Start of Data section

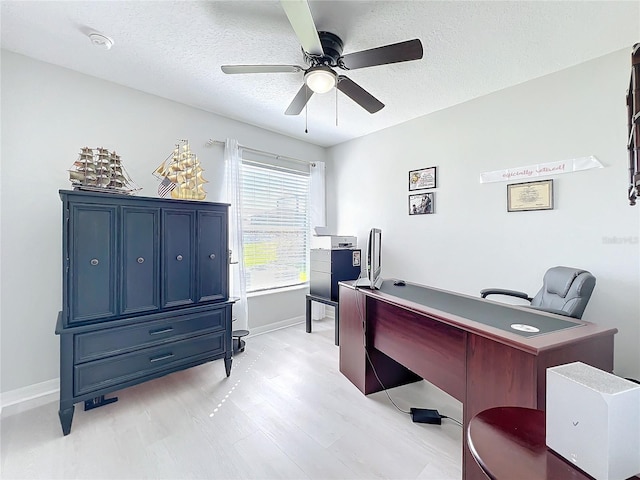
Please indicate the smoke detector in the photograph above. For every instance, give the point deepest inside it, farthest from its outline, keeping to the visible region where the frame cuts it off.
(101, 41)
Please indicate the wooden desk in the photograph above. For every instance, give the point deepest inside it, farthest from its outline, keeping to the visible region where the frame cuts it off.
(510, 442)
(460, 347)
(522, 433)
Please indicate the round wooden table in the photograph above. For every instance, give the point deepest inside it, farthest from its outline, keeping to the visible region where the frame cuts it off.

End of Data section
Start of Data section

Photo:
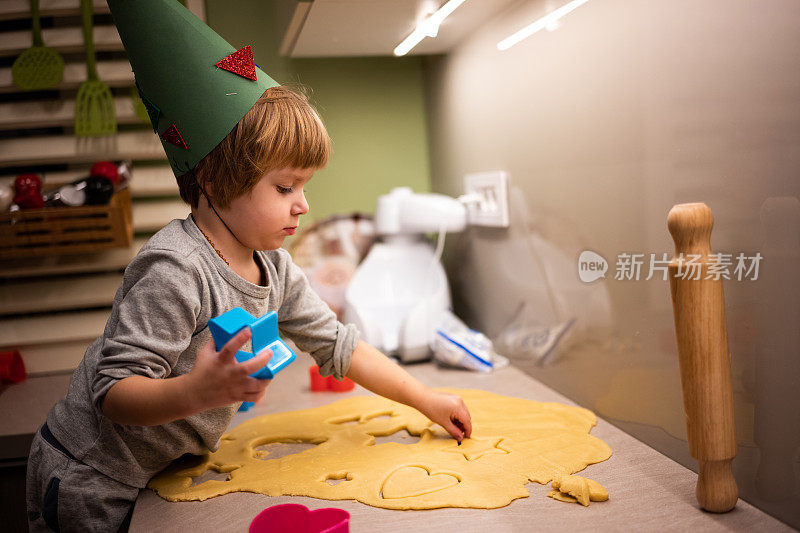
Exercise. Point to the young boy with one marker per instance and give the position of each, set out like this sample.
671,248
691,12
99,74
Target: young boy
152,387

End of Data section

◆ Exercise goal:
Can you render the data from the line containing "Please indicate the smoke" through the line containing "Please indicate the round" as a numbered list, dropping any blank lines?

◆ Exercise response:
1. Please indicate the smoke detector in the photograph above. For every instance, give the point deepest inside it, farthest from its outline, keeping to the visible region where the frame cuts it off.
2. (101, 41)
3. Please indicate the wooden desk in the photograph above. For every instance, give the point deepest inside it, farthest from its outline, keeping to the visible region where the frame cuts it off.
4. (510, 442)
5. (460, 347)
6. (522, 433)
7. Please indicate the round wooden table in the photograph above. For every instance, give the point deepest inside it, farthest from its outline, keeping to the visible region where the frame cuts it off.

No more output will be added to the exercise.